- **Texte fourni**:
━━━

Ce mois d’octobre est un mois d’anniversaires au Québec. Il y a 50 ans, c’était la Crise d’octobre dont je vous ai parlé dans mes dernières chroniques et aujourd’hui, 30 octobre, c’est le 25e anniversaire du deuxième référendum sur l’indépendance. Ce second rendez-vous manqué n’est pas sorti de nulle part, mais il aura fait très mal aux indépendantistes qui attendent toujours une troisième occasion.
Dans ma chronique du 22 mai dernier, j’évoquais le premier référendum sur l’indépendance du 20 mai 1980 qui a vu 60 % de la population rejeter l’idée d’une « souveraineté-association » prônée par le premier ministre d’alors, René Lévesque. Au soir du référendum, il avait déclaré : « Si je vous ai bien compris… vous êtes en train de dire… à la prochaine fois. »
Quinze ans d’attente
Il faudra attendre 15 ans avant que cette prochaine fois arrive. Mais le gouvernement du PQ n’avait pas attendu cette défaite pour réformer en profondeur le Québec. Il terminera ce qu’on a appelé la Révolution tranquille et mettra pleinement en œuvre son programme social-démocrate. Il perdra le référendum de 1980, mais paradoxalement sera reconduit au pouvoir moins d’une année plus tard aux élections de 1981.

━━━

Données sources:
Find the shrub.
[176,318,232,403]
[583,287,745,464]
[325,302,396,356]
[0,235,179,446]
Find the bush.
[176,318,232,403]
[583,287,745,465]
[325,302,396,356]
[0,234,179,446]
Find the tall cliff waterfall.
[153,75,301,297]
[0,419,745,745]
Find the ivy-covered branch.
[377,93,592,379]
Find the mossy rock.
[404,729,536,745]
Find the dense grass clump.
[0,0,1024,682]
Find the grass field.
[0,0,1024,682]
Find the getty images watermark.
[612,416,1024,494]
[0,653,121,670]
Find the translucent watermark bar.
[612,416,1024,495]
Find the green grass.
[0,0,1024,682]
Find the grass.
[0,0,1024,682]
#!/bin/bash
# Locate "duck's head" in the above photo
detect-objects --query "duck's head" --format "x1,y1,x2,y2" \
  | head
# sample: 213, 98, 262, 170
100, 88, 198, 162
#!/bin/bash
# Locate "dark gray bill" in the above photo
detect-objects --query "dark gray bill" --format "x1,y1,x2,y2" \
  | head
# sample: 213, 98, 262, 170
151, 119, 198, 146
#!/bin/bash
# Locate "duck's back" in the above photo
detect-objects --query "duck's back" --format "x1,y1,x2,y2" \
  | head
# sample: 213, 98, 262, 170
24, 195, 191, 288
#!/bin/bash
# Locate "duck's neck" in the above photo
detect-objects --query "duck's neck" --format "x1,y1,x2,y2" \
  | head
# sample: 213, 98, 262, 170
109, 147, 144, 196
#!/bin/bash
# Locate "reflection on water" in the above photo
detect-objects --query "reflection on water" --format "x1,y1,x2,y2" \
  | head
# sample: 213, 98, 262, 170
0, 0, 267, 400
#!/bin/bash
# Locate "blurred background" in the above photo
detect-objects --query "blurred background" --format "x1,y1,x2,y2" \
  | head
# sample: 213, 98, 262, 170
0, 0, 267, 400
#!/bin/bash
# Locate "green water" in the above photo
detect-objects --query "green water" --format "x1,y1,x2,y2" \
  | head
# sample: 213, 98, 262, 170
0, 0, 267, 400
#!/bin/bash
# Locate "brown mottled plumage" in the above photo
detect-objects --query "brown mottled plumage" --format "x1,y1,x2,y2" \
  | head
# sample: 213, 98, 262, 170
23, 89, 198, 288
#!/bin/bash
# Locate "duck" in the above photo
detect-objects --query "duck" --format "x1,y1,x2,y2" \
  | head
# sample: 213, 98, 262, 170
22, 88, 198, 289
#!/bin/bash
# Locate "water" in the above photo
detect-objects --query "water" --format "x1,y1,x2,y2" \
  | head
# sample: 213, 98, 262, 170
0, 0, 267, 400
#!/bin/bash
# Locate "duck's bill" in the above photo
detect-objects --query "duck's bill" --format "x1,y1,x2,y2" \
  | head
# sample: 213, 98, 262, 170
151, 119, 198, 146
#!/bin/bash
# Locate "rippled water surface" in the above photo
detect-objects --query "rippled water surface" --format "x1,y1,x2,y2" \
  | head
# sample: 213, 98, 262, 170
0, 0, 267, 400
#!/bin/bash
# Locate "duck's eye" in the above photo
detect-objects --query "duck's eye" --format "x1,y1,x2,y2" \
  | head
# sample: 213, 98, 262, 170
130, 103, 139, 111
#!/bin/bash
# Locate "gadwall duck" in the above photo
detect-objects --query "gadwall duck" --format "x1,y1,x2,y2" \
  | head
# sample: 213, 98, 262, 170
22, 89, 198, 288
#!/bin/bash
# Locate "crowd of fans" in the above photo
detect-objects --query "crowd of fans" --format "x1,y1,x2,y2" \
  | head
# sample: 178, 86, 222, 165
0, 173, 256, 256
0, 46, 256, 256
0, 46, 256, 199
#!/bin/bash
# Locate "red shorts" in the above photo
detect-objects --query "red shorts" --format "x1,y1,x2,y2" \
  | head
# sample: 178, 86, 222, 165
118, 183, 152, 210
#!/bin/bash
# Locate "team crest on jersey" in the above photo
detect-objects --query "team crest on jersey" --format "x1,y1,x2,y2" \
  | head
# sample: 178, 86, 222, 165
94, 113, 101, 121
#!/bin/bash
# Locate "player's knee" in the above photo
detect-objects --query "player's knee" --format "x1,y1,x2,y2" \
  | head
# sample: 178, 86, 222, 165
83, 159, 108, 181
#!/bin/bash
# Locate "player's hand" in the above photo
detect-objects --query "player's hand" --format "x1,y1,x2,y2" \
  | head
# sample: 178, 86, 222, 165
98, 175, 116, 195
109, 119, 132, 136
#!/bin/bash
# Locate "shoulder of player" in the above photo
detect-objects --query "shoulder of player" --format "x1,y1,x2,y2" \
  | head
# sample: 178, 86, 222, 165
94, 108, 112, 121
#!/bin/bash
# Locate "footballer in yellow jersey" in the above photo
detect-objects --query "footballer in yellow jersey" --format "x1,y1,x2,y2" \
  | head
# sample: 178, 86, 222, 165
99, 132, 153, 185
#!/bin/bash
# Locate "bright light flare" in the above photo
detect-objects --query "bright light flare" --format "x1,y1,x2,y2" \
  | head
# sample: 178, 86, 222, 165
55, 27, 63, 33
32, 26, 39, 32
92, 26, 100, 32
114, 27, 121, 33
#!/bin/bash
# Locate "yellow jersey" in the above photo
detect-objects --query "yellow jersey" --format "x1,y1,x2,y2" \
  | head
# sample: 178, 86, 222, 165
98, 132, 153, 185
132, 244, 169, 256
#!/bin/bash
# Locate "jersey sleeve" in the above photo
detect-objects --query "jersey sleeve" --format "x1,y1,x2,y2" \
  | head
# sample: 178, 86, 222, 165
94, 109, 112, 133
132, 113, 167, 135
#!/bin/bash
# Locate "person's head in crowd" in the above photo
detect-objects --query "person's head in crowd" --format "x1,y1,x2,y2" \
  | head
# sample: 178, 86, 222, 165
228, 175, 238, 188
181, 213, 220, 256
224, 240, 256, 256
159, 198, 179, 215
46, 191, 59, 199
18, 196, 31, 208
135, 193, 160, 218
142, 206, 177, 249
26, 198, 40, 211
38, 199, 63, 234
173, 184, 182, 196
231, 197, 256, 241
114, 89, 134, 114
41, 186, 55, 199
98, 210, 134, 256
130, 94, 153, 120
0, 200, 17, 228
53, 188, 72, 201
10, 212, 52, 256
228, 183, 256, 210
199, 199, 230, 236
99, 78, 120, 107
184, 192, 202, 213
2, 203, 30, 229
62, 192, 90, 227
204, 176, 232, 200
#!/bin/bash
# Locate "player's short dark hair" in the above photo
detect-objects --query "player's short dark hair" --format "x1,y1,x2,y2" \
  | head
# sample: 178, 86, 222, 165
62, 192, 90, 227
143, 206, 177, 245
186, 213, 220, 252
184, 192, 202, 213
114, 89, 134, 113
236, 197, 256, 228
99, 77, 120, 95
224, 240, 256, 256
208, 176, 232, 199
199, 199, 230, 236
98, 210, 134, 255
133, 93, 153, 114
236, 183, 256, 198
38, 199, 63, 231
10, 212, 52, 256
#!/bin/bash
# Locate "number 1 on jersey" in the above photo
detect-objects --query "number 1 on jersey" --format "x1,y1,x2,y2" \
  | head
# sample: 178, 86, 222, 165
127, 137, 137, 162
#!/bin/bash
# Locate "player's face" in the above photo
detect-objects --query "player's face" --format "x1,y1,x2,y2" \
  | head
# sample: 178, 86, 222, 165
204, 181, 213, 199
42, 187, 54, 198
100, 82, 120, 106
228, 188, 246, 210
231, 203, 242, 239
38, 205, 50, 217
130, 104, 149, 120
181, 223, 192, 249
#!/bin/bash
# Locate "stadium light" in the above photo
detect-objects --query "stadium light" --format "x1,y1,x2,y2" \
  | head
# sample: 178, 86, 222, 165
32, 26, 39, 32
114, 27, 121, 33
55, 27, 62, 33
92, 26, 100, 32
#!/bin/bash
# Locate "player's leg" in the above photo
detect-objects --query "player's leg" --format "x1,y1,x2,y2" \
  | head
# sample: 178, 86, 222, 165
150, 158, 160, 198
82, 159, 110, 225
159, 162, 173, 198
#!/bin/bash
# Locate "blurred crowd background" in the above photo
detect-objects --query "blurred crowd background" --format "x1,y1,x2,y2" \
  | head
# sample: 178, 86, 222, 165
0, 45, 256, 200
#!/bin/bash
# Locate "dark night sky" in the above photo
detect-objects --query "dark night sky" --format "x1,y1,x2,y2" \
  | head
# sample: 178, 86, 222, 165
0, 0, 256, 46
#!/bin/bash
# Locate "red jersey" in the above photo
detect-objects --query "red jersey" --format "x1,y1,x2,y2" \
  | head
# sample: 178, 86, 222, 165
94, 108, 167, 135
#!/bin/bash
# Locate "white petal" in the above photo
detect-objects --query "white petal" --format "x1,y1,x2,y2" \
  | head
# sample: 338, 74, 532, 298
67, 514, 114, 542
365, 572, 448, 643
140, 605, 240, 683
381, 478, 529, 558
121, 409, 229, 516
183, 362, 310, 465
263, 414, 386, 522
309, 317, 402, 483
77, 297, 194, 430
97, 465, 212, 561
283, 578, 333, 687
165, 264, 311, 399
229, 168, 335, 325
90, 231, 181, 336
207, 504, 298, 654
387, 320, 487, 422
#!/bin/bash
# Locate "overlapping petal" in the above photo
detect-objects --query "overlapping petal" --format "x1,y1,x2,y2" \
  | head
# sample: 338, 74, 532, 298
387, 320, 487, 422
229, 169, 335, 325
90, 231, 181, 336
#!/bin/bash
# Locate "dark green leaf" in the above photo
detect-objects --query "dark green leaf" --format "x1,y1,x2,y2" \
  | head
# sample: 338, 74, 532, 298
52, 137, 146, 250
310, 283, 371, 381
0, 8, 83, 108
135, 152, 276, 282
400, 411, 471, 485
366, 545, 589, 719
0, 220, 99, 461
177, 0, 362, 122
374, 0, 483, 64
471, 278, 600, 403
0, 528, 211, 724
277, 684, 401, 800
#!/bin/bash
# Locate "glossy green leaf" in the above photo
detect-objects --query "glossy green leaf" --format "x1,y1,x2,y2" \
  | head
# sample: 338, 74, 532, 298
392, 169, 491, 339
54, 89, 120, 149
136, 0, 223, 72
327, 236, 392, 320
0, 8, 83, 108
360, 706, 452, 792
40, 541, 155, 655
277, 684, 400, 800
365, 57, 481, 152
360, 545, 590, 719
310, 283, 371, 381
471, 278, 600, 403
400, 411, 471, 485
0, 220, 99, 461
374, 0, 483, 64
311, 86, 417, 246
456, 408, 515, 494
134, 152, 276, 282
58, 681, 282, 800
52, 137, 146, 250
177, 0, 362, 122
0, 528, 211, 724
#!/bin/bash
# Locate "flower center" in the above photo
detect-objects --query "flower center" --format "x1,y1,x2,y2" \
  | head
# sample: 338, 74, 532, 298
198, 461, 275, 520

━━━

- **Énoncé**: Relevez, s'il vous plaît, toutes les dates comportant un jour et un mois qui figurent dans la chronique sur l'indépendance du Québec, dans leur ordre d'apparition.

- **Réponse**:
30 octobre
22 mai
20 mai 1980